◆ Activity
An exact transcription of all the records is required, minus the images.
--- START ---
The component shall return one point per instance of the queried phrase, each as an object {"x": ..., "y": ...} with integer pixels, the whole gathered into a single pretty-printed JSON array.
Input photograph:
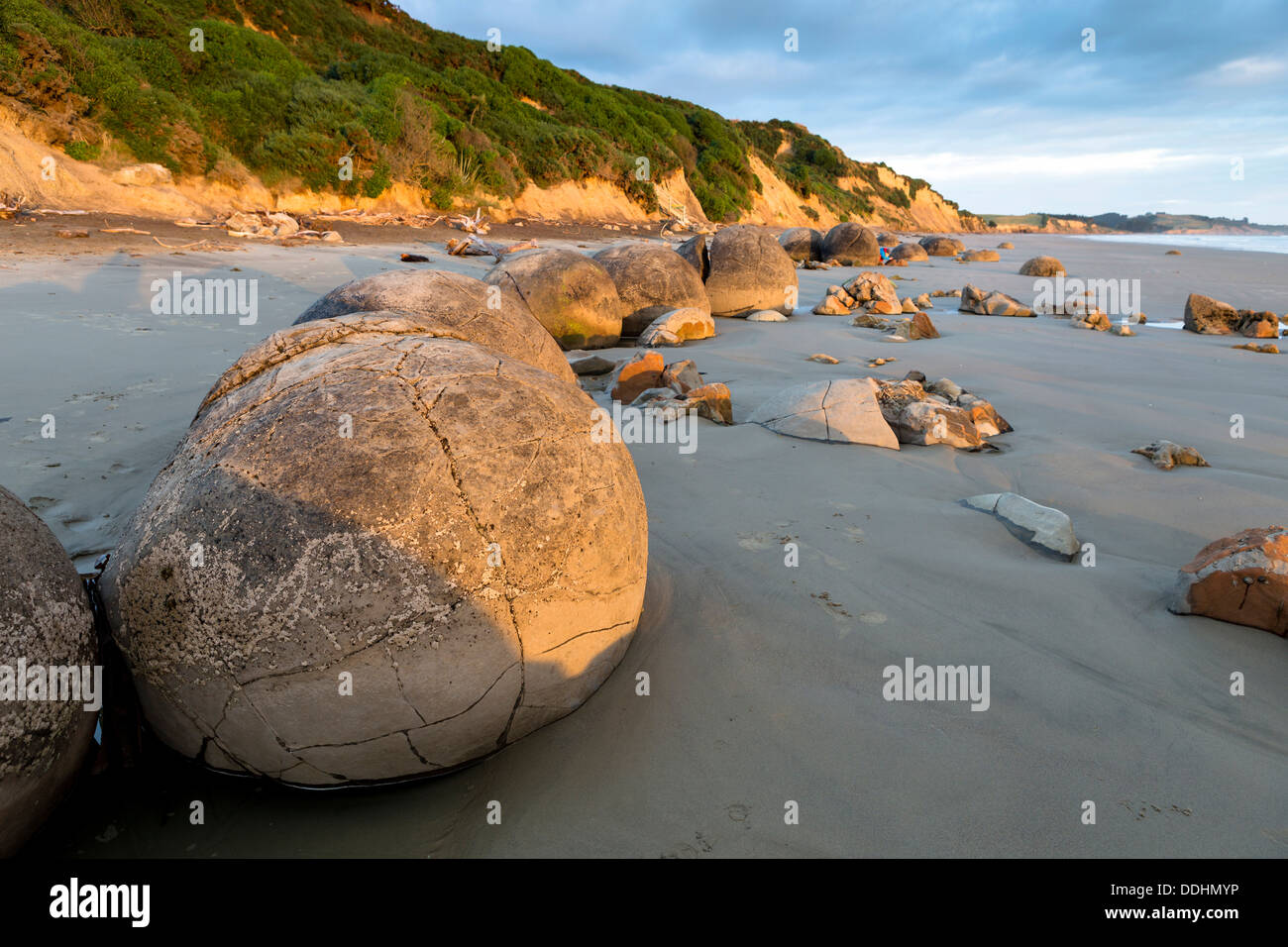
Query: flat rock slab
[
  {"x": 841, "y": 411},
  {"x": 1042, "y": 527}
]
--- END ---
◆ Finished exercise
The component shall return one point per instance of the queried phrase, each as an object {"x": ..., "y": ...} with integer pixels, the whole gathered into a single pretty-printed JSON array.
Input photograph:
Query: flat rock slab
[
  {"x": 841, "y": 411},
  {"x": 1042, "y": 527}
]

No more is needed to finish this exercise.